TASK TO COMPLETE: Pick every line from the data below that contains the string "blue" and copy it.
● ● ● ● ●
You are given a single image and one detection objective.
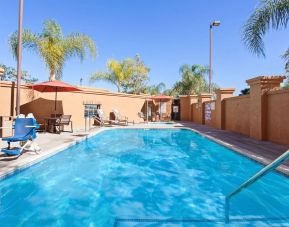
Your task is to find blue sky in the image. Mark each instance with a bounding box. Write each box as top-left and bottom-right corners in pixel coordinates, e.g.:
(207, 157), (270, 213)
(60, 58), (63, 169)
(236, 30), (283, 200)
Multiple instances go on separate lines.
(1, 0), (289, 93)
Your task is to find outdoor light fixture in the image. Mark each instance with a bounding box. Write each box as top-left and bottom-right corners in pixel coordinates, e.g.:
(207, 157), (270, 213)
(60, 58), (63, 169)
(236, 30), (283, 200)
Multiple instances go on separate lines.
(211, 21), (221, 27)
(209, 20), (221, 93)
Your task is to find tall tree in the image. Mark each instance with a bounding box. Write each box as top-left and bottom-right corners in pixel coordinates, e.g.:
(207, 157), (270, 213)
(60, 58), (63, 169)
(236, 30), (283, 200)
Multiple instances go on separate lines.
(172, 64), (214, 95)
(243, 0), (289, 71)
(9, 20), (96, 81)
(0, 64), (38, 83)
(145, 82), (166, 95)
(122, 55), (150, 94)
(91, 55), (149, 93)
(90, 58), (134, 92)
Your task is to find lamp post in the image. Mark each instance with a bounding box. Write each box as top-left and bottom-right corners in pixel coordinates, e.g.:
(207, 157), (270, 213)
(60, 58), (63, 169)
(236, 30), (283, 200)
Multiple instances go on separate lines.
(16, 0), (24, 116)
(209, 20), (220, 93)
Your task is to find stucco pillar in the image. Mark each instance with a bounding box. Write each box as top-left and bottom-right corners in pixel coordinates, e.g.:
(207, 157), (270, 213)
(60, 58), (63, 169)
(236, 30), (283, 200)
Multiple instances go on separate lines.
(246, 76), (285, 141)
(188, 95), (198, 121)
(199, 93), (212, 124)
(216, 88), (235, 129)
(179, 96), (189, 121)
(180, 95), (198, 121)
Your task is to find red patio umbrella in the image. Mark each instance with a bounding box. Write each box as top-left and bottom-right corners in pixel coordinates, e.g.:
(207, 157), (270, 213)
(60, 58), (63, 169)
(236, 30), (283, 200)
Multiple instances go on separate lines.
(27, 80), (82, 112)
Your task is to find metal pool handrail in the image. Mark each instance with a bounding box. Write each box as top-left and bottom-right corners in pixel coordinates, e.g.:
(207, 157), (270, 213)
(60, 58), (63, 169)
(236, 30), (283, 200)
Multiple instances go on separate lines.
(225, 149), (289, 223)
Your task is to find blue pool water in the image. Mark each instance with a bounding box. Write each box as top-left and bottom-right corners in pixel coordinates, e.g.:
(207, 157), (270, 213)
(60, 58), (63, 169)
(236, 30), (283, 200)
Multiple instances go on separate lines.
(1, 129), (289, 226)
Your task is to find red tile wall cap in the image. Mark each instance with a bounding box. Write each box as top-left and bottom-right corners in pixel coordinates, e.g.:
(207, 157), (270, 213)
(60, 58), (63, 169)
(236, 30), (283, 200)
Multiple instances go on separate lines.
(216, 88), (235, 94)
(246, 76), (286, 85)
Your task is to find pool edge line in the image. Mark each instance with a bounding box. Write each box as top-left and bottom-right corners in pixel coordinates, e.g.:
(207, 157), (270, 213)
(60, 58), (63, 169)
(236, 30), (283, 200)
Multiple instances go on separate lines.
(1, 125), (289, 179)
(0, 128), (108, 180)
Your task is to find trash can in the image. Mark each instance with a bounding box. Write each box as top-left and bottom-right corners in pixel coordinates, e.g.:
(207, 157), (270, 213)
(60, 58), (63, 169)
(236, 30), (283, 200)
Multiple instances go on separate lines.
(0, 116), (13, 138)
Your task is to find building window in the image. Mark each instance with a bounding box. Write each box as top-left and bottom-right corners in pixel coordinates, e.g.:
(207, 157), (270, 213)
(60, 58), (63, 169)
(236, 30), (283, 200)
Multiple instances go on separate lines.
(84, 104), (100, 118)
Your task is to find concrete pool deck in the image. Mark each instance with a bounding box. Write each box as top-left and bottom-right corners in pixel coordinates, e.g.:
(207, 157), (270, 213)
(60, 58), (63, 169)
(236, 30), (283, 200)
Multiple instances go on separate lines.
(1, 121), (289, 178)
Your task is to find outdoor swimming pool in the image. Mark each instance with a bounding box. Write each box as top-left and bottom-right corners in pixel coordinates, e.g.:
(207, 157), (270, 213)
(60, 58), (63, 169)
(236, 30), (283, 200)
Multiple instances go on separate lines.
(0, 129), (289, 226)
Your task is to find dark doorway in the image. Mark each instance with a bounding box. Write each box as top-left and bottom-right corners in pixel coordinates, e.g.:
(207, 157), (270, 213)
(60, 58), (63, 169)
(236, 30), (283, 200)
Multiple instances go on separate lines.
(171, 99), (180, 120)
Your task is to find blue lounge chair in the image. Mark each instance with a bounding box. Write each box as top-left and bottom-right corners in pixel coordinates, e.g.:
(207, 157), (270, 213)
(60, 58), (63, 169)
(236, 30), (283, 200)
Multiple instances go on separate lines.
(1, 118), (40, 156)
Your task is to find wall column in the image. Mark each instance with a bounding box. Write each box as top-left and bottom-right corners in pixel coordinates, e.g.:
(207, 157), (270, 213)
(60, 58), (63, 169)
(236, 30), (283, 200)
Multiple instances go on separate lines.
(246, 76), (285, 140)
(188, 95), (198, 121)
(180, 95), (198, 121)
(216, 88), (235, 129)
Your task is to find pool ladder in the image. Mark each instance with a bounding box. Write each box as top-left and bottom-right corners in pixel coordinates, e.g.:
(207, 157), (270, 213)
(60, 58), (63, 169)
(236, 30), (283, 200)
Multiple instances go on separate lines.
(225, 149), (289, 223)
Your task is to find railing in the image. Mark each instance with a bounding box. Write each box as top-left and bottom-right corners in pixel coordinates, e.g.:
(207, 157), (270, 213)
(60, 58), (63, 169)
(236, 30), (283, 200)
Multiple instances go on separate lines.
(225, 149), (289, 223)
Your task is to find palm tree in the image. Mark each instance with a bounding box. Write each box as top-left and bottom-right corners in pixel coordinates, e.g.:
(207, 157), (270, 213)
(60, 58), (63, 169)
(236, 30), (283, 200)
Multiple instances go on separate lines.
(172, 64), (211, 95)
(283, 48), (289, 72)
(146, 82), (166, 95)
(243, 0), (289, 70)
(90, 58), (134, 92)
(121, 54), (150, 94)
(9, 20), (96, 81)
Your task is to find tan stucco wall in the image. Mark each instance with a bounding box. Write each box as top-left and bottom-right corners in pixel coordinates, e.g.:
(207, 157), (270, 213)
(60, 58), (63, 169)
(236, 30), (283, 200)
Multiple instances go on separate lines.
(180, 96), (191, 121)
(0, 82), (34, 117)
(267, 89), (289, 145)
(175, 76), (289, 145)
(224, 95), (250, 136)
(179, 95), (198, 121)
(0, 81), (151, 129)
(192, 103), (202, 124)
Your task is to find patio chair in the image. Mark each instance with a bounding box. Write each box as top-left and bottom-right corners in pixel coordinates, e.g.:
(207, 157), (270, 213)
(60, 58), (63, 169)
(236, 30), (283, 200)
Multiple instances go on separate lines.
(51, 114), (62, 118)
(138, 112), (146, 122)
(94, 109), (112, 126)
(112, 109), (128, 125)
(161, 113), (171, 121)
(1, 117), (40, 156)
(53, 115), (73, 133)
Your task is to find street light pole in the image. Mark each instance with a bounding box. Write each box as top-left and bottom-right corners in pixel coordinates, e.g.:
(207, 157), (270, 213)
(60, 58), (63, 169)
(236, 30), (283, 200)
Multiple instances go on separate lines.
(209, 20), (220, 94)
(16, 0), (24, 116)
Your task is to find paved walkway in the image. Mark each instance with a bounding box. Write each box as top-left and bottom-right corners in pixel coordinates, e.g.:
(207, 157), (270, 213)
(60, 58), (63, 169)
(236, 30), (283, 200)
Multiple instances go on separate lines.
(1, 122), (289, 178)
(179, 121), (289, 175)
(0, 128), (103, 178)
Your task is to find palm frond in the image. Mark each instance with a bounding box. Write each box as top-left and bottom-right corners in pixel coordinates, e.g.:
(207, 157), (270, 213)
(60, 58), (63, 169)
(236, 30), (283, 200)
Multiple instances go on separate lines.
(282, 47), (289, 72)
(243, 0), (289, 57)
(9, 29), (39, 59)
(42, 20), (62, 39)
(8, 19), (97, 81)
(63, 33), (97, 61)
(90, 72), (117, 86)
(156, 82), (166, 92)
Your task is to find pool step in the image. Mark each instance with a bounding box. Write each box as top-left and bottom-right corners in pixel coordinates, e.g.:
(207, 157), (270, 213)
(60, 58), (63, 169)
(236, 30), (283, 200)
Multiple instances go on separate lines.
(114, 217), (289, 226)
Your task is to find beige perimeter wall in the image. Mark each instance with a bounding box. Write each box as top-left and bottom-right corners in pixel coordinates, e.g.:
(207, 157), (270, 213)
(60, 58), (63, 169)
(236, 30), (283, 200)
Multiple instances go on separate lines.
(267, 90), (289, 145)
(0, 81), (151, 129)
(224, 95), (250, 136)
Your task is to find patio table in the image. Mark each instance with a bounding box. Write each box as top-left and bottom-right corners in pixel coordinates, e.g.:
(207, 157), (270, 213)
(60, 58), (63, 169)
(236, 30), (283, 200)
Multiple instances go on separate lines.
(44, 117), (61, 133)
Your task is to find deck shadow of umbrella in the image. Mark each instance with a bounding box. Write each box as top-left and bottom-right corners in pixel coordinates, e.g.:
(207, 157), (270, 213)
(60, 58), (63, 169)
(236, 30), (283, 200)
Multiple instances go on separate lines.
(20, 97), (63, 118)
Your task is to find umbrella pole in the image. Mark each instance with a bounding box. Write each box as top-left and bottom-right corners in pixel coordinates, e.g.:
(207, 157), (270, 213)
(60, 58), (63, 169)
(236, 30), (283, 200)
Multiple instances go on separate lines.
(160, 101), (161, 121)
(146, 99), (148, 123)
(55, 87), (57, 114)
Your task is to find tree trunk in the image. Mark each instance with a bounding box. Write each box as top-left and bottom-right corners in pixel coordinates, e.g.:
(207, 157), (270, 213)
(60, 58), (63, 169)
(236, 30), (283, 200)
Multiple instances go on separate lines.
(49, 70), (56, 81)
(117, 83), (121, 93)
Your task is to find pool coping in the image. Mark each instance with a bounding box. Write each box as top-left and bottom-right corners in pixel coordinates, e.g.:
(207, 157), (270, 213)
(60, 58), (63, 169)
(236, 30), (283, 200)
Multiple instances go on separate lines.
(0, 128), (107, 180)
(183, 127), (289, 176)
(1, 125), (289, 180)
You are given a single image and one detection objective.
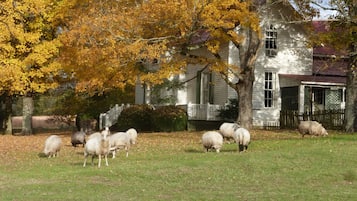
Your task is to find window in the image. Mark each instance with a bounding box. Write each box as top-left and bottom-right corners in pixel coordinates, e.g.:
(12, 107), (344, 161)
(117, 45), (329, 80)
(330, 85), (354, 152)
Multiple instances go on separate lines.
(264, 72), (274, 107)
(265, 24), (277, 57)
(313, 88), (324, 105)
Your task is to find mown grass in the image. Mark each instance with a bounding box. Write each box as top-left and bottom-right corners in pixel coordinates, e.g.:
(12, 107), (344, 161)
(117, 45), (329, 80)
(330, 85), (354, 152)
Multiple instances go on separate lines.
(0, 130), (357, 201)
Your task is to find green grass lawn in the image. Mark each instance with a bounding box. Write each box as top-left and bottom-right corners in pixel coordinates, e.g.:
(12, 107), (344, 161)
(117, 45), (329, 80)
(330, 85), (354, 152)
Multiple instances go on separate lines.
(0, 130), (356, 200)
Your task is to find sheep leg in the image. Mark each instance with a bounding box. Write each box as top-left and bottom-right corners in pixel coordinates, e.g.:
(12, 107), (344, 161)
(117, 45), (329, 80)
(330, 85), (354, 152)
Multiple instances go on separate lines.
(125, 147), (129, 157)
(112, 149), (116, 159)
(104, 154), (108, 166)
(83, 156), (87, 167)
(98, 155), (102, 168)
(91, 155), (94, 166)
(238, 144), (244, 152)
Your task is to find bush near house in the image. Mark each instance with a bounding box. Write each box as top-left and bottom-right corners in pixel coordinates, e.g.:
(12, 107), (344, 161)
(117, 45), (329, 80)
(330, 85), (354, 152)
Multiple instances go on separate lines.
(218, 99), (239, 121)
(115, 105), (154, 131)
(114, 105), (188, 132)
(152, 106), (187, 132)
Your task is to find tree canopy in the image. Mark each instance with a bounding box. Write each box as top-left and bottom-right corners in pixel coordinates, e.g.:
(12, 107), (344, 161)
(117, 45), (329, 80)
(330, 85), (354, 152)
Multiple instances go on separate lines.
(0, 0), (64, 96)
(60, 0), (260, 95)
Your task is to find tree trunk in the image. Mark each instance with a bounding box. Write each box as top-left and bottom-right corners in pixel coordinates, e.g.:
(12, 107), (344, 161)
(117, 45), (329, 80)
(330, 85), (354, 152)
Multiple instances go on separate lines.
(233, 28), (261, 130)
(4, 96), (13, 135)
(21, 96), (34, 135)
(344, 53), (357, 132)
(235, 73), (254, 130)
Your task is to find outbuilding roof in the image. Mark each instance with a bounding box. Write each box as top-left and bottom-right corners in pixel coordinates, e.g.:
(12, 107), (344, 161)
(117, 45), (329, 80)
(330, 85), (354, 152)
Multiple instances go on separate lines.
(279, 74), (346, 85)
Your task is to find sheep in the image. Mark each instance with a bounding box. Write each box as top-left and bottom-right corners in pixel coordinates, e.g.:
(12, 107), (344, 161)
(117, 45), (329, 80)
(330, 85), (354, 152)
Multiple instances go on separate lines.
● ● ● ● ●
OUTPUT:
Your task is to find blue sky in the image. Mark each instance with a bounding box. Write each box as top-left and bottom-right corners in pixel coordinates, e.g.:
Your task is to find blue pool water in the image. Mark each instance with a bounding box. Write each box as top-left and bottom-right corners in pixel coordinates, e.g.:
Your task is to find blue lounge chair in the image. Mark each instance with a bounding box. Write each box as top-left and bottom-right corners in pixel coordinates, e.g.:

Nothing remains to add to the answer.